### TASKS TO COMPLETE
a - Answer these from the page excerpt:
(i) What kind of surgery is the writer scheduled for next week?
(ii) Where did the writer first meet Stephen and Isabella?
(iii) Where did Stephen and Isabella move up from?
b - Who, according to the page excerpt, is making the journey to the new home in Cambridge?

### PAGE EXCERPT
========

All through the day I was calculating time differences to try to pinpoint Maria Pia, Said and Wafa on the world map as they are making their way to her old and their new home in Cambridge. I am trying to imagine what it must be like for Wafa and Said to fly further and further away from everything they have always known to this fantasy world that is called America. I picture diminutive Wafa sitting in the wide business class seat, being served food that he cannot recognize, offered wine and treated like royalty by sollicitous flight attendants. About Said I have no doubt that he has stolen everyone’s heart. A few of us have already fallen for his charms.Kabul 009

Andrew came by in the evening to catch up on our news and press us to find a small opening in our busy schedule to come to Small Point before we leave. There is another request from San Diego. I am not making any commitments until I know how the shoulder surgery next week will turn out and once I know the dates for my trip to Ghana that has to happen before the end of August.

We showed our captive audience (Andrew, Tessa and some of her friends) pictures Axel had taken from a moving car with dirty windows, showing, quite literally, glimpses of Kabul. Everyone was quite patient with us. In the middle of the show our new neighbors Stephen and Isabella showed up, out for a late evening stroll from the other side of Masconomo Street. We met them at Quaker meeting on Sunday – imagine that, two couples from Masconomo Street in our tiny meeting.

Between the five of us there were only 1 or 2 degrees of separation with several other people with whom they share one connection or another. They are musicians and artists who moved up from Washington. Isabella teaches meditation, chanting and also happens to be a Reiki Master. She offered to accompany me to surgery for a pre- and post Reiki session to help jumpstart my recovery. I think I will take her up on that.

Back to work

The contrast between Kabul and Manchester-by-the-Sea could not be bigger. It’s lush, green, and wet here. The only thing the two places have in common is the heat on those few days it is actually hot in Manchester.

========

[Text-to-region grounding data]
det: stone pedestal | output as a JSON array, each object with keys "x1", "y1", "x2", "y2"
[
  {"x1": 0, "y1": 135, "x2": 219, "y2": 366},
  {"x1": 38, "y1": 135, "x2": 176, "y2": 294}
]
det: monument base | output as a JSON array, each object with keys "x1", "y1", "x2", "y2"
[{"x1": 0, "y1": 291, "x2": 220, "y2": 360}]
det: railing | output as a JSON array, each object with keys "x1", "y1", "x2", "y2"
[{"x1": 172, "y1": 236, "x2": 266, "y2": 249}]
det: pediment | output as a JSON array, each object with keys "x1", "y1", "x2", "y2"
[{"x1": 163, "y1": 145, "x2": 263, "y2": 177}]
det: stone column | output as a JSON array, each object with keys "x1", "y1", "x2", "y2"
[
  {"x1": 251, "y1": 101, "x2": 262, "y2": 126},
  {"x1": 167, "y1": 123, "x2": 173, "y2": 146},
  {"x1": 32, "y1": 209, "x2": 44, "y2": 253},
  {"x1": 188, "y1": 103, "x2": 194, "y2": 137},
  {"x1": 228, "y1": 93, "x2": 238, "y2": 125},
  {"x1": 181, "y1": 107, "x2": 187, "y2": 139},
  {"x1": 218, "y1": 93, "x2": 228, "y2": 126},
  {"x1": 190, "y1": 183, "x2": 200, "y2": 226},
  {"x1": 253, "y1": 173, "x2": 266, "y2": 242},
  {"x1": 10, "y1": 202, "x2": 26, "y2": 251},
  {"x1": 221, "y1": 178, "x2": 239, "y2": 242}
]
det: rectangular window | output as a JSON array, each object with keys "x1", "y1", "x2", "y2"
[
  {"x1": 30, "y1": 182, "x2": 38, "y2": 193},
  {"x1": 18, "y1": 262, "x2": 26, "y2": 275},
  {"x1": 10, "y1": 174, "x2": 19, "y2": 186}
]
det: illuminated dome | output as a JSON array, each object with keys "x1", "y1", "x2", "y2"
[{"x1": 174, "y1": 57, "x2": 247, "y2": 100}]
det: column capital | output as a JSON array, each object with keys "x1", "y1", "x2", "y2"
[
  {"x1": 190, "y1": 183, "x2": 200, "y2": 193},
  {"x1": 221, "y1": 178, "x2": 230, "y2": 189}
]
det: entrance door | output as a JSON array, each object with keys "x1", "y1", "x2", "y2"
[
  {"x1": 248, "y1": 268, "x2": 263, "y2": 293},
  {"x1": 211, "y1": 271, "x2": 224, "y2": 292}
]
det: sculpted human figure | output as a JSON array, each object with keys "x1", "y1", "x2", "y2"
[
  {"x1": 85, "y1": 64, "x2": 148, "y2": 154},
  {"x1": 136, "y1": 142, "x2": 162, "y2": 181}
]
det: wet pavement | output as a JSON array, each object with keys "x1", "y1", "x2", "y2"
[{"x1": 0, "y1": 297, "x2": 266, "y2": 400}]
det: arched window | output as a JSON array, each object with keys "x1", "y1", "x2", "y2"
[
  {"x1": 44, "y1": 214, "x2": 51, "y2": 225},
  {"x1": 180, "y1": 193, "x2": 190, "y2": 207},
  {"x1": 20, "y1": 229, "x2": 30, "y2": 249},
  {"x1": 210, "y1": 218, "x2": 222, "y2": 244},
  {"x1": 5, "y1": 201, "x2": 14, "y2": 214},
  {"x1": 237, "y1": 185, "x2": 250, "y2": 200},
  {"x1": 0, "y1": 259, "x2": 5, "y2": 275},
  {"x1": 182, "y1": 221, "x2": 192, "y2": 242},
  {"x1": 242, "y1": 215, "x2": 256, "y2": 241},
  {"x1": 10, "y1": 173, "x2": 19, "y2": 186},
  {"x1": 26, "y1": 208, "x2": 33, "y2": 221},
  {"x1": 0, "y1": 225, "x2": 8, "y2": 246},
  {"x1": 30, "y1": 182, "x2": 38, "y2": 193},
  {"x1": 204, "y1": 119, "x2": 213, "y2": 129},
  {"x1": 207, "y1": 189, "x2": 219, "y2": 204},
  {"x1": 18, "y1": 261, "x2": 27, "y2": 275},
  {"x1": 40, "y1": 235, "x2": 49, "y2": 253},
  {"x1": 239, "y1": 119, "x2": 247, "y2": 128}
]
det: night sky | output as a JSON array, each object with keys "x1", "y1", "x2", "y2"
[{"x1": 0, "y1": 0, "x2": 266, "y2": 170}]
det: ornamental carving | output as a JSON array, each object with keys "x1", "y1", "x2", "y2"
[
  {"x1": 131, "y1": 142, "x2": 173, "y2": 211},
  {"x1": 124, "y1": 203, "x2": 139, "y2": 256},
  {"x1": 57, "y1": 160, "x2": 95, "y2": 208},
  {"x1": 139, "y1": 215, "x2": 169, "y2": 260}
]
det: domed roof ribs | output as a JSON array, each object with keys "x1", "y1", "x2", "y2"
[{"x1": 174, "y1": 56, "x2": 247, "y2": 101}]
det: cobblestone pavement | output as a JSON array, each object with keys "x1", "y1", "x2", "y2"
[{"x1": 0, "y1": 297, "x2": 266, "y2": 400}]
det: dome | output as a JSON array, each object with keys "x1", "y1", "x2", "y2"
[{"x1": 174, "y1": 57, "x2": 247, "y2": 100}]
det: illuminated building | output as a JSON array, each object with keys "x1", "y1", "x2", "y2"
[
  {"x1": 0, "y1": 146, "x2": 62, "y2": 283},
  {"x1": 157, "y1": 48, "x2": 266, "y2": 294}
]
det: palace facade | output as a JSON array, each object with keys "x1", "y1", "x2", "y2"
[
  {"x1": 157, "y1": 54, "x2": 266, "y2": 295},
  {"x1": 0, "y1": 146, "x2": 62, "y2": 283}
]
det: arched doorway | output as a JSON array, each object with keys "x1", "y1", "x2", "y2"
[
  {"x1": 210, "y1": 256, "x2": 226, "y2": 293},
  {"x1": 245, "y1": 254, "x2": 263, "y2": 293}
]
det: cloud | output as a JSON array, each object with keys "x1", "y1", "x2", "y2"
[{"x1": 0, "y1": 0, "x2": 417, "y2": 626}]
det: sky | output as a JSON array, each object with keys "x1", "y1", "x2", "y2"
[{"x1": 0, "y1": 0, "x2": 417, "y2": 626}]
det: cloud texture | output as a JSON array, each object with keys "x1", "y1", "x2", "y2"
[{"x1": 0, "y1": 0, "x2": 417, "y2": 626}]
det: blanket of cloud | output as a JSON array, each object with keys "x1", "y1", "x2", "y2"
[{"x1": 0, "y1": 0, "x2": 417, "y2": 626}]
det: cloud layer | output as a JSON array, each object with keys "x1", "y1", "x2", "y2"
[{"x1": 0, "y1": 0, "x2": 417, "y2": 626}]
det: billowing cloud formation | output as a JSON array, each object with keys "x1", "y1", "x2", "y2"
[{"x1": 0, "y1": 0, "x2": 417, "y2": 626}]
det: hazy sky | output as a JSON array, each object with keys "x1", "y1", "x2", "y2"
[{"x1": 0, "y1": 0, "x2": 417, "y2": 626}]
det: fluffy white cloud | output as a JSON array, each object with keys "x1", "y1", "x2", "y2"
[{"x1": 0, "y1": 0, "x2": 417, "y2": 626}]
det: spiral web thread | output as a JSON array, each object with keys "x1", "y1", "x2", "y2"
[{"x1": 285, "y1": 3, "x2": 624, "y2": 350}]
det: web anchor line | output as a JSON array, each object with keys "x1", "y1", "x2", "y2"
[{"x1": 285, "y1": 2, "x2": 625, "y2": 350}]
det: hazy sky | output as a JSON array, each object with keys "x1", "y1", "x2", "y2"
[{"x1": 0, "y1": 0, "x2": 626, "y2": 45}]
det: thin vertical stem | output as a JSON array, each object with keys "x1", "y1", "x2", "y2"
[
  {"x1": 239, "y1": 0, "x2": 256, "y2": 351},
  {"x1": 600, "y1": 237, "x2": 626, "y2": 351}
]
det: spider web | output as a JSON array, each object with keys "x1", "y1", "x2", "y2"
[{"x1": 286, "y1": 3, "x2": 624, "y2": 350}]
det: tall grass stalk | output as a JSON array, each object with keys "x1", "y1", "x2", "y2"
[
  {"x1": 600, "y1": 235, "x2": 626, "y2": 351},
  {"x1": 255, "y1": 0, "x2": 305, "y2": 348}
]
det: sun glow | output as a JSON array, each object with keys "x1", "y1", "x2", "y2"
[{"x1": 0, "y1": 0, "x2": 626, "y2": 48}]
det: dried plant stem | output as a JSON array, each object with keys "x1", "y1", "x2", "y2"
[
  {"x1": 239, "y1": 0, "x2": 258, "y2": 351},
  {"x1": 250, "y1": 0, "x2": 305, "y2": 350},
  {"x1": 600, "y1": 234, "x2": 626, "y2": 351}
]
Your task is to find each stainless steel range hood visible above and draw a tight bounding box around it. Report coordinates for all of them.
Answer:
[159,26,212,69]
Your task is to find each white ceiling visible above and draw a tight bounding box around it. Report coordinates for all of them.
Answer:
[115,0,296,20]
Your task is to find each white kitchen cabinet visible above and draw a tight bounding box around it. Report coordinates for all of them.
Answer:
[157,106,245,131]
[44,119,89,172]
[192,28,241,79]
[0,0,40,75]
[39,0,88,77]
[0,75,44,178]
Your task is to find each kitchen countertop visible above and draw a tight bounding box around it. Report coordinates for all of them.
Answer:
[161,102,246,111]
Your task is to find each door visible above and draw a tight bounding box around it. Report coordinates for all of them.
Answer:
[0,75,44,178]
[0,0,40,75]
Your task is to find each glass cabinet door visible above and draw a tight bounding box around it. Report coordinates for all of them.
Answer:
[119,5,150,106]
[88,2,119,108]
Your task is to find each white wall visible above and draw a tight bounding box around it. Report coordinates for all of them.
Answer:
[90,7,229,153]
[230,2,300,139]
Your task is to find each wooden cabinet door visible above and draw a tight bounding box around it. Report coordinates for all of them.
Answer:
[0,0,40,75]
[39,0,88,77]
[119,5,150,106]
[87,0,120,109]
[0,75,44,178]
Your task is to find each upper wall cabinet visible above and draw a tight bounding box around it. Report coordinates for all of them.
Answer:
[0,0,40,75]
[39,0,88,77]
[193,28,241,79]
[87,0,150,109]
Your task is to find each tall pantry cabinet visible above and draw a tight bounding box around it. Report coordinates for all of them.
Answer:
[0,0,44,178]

========

### SOLUTION LIST
a -
(i) Shoulder surgery
(ii) At Quaker meeting on Sunday
(iii) Washington

b - Maria Pia, Said and Wafa